**INFORMATION SHOWN**
== == ==
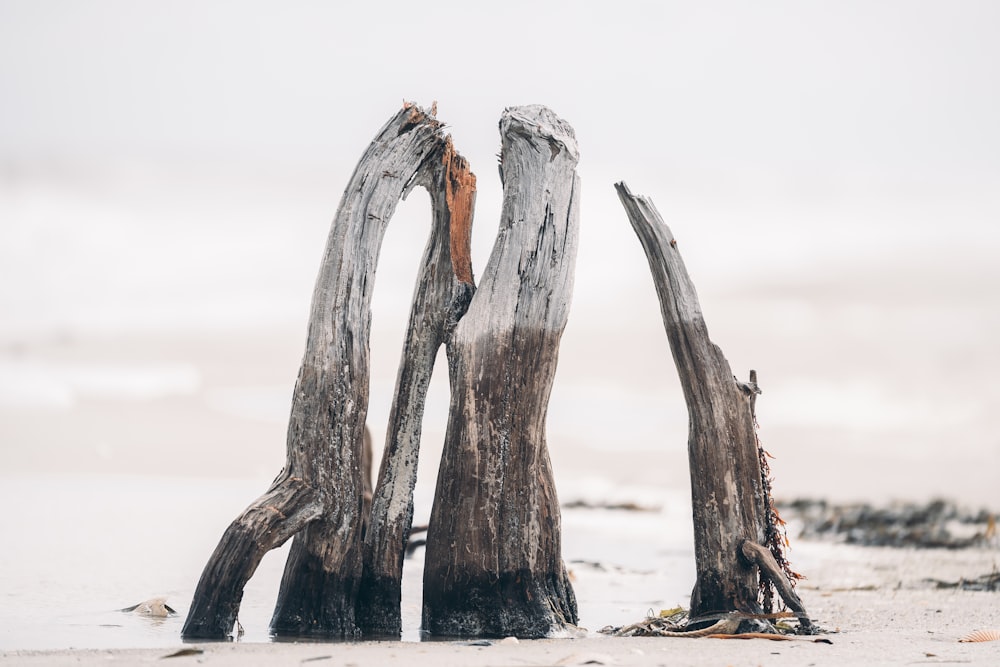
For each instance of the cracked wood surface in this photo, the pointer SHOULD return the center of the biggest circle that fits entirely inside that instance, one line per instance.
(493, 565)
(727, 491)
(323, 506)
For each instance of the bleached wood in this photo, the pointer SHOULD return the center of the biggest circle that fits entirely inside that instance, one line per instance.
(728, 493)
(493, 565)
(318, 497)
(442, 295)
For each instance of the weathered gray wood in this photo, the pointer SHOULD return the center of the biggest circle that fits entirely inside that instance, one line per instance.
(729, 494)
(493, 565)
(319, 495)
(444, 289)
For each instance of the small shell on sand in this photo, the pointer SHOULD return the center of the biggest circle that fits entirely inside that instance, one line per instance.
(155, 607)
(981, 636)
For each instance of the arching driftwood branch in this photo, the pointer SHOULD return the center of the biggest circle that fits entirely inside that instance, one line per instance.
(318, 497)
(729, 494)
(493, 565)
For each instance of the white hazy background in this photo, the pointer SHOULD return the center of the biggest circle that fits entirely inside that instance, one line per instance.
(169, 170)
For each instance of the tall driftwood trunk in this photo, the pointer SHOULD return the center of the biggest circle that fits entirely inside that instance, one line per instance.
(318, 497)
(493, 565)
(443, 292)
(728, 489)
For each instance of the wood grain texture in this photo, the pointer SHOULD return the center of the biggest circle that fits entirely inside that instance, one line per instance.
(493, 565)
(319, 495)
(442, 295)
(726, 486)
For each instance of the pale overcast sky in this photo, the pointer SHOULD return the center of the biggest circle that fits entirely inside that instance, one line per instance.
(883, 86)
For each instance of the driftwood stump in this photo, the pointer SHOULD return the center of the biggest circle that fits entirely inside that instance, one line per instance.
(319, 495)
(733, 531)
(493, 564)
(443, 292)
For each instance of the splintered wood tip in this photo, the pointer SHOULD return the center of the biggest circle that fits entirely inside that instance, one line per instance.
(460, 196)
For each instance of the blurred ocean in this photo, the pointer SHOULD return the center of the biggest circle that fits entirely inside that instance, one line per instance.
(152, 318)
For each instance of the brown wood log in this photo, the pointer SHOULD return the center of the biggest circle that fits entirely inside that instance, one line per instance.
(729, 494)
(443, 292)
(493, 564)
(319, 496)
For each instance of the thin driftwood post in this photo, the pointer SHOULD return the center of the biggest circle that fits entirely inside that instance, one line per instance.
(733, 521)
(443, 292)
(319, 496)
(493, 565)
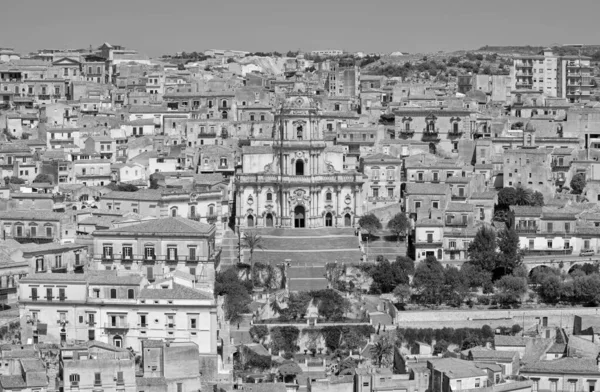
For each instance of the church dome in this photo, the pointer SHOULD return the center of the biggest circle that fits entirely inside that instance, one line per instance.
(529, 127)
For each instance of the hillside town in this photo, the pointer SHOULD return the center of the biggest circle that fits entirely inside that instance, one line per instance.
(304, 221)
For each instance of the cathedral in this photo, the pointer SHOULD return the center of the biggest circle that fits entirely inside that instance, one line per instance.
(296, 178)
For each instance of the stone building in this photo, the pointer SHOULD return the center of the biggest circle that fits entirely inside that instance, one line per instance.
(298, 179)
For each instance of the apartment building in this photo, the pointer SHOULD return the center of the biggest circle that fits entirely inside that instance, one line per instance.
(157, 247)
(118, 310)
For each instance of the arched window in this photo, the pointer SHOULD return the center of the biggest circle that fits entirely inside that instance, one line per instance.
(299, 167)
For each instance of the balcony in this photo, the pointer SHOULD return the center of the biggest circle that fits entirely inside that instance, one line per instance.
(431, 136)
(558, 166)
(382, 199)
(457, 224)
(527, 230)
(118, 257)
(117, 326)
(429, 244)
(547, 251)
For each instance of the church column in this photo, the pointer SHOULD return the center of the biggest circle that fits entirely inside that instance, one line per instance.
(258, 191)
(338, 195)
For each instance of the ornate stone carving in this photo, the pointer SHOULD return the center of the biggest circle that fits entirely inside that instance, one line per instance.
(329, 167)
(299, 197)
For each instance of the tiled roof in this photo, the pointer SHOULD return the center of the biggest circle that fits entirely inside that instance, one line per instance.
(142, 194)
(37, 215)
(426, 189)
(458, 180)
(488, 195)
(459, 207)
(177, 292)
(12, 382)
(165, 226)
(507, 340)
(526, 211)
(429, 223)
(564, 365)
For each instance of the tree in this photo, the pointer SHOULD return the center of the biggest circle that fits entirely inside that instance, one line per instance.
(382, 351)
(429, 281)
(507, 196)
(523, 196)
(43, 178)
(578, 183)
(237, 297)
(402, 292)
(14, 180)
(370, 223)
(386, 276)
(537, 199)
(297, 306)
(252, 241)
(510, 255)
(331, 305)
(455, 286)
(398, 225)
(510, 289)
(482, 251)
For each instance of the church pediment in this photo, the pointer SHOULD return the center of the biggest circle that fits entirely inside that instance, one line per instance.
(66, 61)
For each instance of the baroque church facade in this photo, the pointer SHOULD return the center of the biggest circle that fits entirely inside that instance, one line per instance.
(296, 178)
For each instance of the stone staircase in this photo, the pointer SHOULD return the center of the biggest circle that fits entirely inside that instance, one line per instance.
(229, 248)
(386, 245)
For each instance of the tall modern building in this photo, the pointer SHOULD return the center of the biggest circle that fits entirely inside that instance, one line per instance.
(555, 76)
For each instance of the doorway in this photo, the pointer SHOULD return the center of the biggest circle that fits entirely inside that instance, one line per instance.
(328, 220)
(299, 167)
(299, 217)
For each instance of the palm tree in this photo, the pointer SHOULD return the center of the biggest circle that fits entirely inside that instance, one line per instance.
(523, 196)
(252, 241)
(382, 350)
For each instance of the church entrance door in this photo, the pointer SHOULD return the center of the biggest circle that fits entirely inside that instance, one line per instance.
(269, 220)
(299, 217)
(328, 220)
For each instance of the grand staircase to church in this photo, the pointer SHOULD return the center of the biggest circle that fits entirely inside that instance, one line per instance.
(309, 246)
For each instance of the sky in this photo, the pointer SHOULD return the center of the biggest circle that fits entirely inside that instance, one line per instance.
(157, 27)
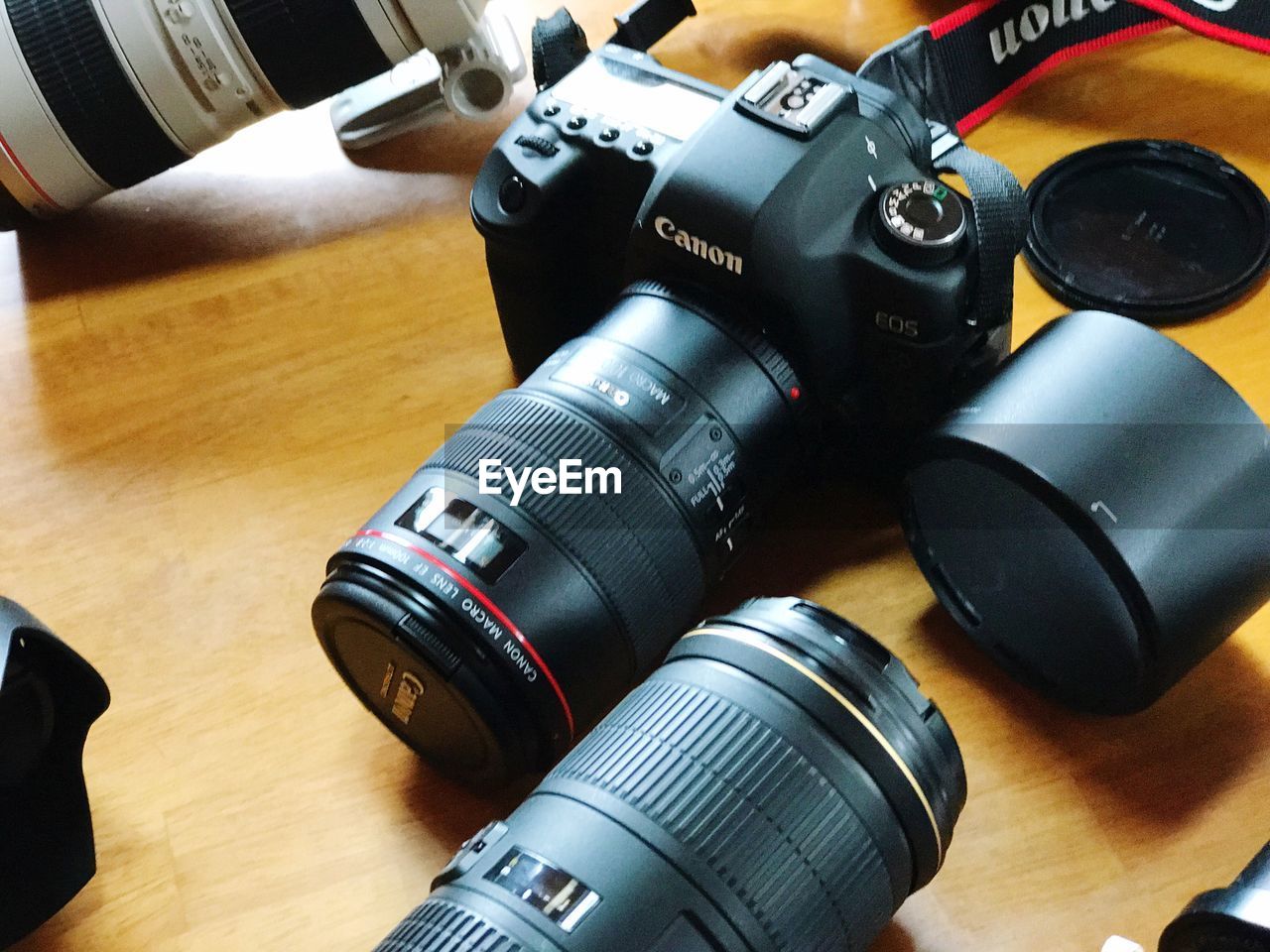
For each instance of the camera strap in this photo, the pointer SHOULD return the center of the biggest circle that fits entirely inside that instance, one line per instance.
== == ==
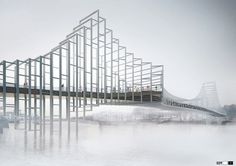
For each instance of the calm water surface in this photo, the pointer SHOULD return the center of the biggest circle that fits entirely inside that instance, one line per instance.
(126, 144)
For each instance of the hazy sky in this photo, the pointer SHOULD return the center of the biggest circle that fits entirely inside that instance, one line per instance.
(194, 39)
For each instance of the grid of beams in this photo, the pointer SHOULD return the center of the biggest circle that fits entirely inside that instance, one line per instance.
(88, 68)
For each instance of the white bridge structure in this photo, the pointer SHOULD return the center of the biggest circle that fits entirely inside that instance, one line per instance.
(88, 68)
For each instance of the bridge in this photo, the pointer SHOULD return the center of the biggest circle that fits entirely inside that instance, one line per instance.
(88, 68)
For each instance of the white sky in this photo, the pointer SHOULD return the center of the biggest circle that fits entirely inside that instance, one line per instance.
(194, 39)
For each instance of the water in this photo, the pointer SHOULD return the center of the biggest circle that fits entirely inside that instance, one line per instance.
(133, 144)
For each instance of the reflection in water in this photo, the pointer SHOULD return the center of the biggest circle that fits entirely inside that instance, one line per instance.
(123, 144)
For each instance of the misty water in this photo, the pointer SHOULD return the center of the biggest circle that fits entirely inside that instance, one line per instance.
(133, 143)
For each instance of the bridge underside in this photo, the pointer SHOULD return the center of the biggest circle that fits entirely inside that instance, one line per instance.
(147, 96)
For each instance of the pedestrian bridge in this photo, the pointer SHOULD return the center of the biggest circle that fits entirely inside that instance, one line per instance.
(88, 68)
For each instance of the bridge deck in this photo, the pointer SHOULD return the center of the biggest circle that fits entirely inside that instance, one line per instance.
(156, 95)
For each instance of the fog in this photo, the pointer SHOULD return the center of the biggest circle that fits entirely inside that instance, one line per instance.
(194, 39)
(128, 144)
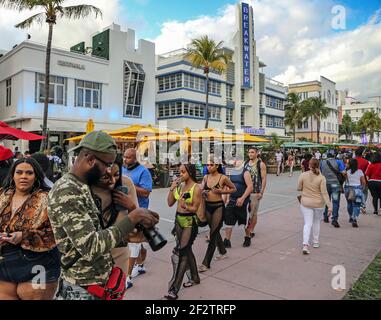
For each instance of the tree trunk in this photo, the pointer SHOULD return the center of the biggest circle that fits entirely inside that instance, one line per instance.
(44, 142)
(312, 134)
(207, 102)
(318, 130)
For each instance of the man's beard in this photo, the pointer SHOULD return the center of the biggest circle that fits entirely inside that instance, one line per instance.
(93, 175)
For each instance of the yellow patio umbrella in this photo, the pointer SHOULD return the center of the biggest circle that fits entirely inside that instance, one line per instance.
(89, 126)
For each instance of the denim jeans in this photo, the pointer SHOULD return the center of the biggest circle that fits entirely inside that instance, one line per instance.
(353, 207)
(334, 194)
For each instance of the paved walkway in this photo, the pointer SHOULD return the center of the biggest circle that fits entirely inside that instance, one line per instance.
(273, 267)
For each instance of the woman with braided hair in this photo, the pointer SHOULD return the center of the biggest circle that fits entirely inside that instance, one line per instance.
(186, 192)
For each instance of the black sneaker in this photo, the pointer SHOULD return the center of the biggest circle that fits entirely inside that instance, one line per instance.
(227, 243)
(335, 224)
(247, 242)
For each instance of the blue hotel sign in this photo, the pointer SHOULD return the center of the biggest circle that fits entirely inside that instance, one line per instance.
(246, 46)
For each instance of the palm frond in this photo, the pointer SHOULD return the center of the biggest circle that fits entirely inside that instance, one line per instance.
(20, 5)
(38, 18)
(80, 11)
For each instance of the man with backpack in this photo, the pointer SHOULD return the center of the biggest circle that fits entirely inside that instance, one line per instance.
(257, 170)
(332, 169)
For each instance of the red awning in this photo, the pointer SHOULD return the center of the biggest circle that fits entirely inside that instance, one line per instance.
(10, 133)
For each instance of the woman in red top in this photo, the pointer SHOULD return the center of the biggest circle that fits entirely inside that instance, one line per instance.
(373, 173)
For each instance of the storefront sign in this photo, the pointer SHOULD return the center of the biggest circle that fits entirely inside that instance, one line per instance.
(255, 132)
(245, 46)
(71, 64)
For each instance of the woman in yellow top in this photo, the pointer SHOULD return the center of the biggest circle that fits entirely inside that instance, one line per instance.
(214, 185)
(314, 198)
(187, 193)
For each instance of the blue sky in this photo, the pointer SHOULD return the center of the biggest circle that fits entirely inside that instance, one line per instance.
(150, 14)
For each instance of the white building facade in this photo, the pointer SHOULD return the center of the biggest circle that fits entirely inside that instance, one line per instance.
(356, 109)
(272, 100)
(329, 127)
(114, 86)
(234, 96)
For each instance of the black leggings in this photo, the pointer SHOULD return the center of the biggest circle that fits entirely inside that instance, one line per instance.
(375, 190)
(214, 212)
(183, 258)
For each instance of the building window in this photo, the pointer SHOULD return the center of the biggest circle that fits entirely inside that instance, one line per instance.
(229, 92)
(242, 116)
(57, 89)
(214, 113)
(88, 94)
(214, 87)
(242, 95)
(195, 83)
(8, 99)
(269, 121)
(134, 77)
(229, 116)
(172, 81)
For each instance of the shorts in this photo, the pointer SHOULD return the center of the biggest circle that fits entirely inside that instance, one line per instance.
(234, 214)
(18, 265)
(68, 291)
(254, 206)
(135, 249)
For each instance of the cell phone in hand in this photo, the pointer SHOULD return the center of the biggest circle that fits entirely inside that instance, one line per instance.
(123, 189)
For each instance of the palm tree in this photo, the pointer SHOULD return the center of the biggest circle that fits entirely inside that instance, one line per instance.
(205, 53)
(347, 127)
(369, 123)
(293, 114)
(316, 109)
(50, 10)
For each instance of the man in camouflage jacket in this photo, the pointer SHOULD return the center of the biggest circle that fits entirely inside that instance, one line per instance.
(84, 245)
== == ==
**REQUIRED WORK**
Count the lines of the data above that contain the string "tall". Reply with the number alone.

**SOLUTION TO THIS TASK**
2